Can you write out all the entries below again, swapping each "Target" for "Object" and leaving everything else unchanged?

Exercise data -
--- START ---

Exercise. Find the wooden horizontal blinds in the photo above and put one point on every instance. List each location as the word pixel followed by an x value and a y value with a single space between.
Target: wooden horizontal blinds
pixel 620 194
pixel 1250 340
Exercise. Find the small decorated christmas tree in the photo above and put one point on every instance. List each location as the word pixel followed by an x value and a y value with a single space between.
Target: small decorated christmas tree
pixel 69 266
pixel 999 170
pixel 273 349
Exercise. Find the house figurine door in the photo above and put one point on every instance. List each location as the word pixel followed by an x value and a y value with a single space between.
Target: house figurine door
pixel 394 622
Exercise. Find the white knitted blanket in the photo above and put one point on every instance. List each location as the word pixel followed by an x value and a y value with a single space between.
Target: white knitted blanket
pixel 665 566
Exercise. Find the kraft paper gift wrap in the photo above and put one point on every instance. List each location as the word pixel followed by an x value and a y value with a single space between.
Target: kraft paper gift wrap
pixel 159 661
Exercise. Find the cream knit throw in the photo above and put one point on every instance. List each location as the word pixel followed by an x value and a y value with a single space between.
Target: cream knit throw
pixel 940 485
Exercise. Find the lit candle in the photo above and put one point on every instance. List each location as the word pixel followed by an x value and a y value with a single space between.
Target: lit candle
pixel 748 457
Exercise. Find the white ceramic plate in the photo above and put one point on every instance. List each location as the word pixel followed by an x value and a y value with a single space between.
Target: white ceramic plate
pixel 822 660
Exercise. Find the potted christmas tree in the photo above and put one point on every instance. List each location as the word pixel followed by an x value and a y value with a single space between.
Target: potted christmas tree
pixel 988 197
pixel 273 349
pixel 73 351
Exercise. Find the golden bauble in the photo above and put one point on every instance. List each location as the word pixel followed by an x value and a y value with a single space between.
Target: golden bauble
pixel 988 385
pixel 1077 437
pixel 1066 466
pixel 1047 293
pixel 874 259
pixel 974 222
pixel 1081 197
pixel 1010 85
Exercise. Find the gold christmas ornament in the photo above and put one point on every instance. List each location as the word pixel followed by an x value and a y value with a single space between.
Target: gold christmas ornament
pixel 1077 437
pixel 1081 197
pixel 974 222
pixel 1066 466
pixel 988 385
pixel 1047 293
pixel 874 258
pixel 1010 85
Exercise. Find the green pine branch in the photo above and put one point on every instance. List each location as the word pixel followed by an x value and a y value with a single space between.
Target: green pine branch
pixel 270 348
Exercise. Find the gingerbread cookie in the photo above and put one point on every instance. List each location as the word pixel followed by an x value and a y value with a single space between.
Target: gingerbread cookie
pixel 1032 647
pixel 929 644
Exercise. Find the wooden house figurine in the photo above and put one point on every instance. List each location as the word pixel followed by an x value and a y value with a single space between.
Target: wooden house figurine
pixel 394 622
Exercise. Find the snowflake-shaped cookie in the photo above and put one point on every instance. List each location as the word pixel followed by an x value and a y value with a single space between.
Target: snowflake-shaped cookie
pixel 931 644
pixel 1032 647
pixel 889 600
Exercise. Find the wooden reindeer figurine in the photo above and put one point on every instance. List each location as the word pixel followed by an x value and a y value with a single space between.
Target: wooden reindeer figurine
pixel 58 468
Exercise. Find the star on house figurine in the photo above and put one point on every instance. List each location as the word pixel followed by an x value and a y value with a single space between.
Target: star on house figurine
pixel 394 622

--- END ---

Result below -
Exercise. Find the wooden horizontal blinds in the photo above and put one point on every instance. List each location as the word pixel followed by an x value and a y value with a single space between.
Object: wooden horizontal blinds
pixel 620 194
pixel 1250 340
Exercise. Find the small decorated christmas tree in the photo above and put one point on every instance. List each location as the word pixel followed by an x value and a y value with a single space between.
Object: small decorated christmas tree
pixel 69 266
pixel 999 170
pixel 273 349
Exercise. Find the house figurine door in the photo above and put one point on every instance. List each location as the word pixel followed by an x value and a y value with a single space between.
Object: house figurine door
pixel 394 622
Exercise. Find the white knitted blanket in the photo above and put one point on every instance. List each location as the word pixel followed by an x value and a y value with a single space between.
Object: white knitted blanket
pixel 665 566
Exercise. Find the kraft paper gift wrap in the photo above and put one point on every instance. List each location as the word pixel followed by an x value and a y value with a single space between.
Object: kraft paper gift wrap
pixel 159 661
Exercise. Find the cream knit throw in the photo above and put one point on every instance. List each location as the word pixel followed by an x value and a y value with a single space between.
Object: cream knit throw
pixel 940 485
Exercise. Find the lit candle in the photo above and put one point on every instance. List each location as the word pixel followed by an x value and a y value with a single space between.
Object: lit candle
pixel 748 457
Exercise. Find the white ceramic plate in the photo above and put one point on every instance. List each location as the word pixel followed by an x value and a y value with a single space between.
Object: white ceramic plate
pixel 822 660
Exercise. Find the potted christmas tree in the photo above and put one point on every instance. List each location as the word pixel followed by an x value and a y value with a single space between.
Object: potted christmas tree
pixel 988 197
pixel 273 349
pixel 73 351
Exercise. Find the golden bauble in the photo above and put one point on every instance. List each location as the word pixel followed by an x value and a y value with a single space between.
Object: golden bauble
pixel 988 385
pixel 1077 437
pixel 1066 466
pixel 1047 293
pixel 874 259
pixel 974 222
pixel 1081 197
pixel 1010 85
Exercise. Find the gold christmas ornament in the photo above and put one point on every instance. List each location as the word pixel followed by an x value and a y value with a single space between.
Object: gold christmas ornament
pixel 1077 437
pixel 1081 197
pixel 974 222
pixel 1066 466
pixel 988 385
pixel 1047 293
pixel 874 258
pixel 1010 85
Exercise. Find the green pine branch in the photo above and put one point on every instance. List each location as the word pixel followed by an x value and a y value with a single space between.
Object: green pine branch
pixel 270 348
Exercise. Find the gingerbread cookie in the photo above and put one point on every instance. List each location as the word pixel followed by an x value and a y value with a single space between.
Object: gingerbread cookie
pixel 1032 647
pixel 929 644
Exercise. Find the wooden house figurine in the photo above and put one point on every instance. List each location as the word pixel followed by an x value and a y value with a single space between.
Object: wooden house figurine
pixel 394 622
Exercise. Find the snowflake-shaped cookie in the photo above and put one point on every instance. List each location as the word pixel followed by an x value and a y value with a single space between.
Object: snowflake-shaped cookie
pixel 931 644
pixel 1032 647
pixel 889 600
Exercise. Find the wooden reindeer figurine in the photo above and put one point on every instance. List each location as the word pixel followed by an x value and a y value with a single space between.
Object: wooden reindeer figurine
pixel 58 468
Exercise. Find the star on house figurine in the photo above and put one point on every instance. List each location as the word pixel followed by an x value and a y value with a single space between.
Object: star on house figurine
pixel 394 622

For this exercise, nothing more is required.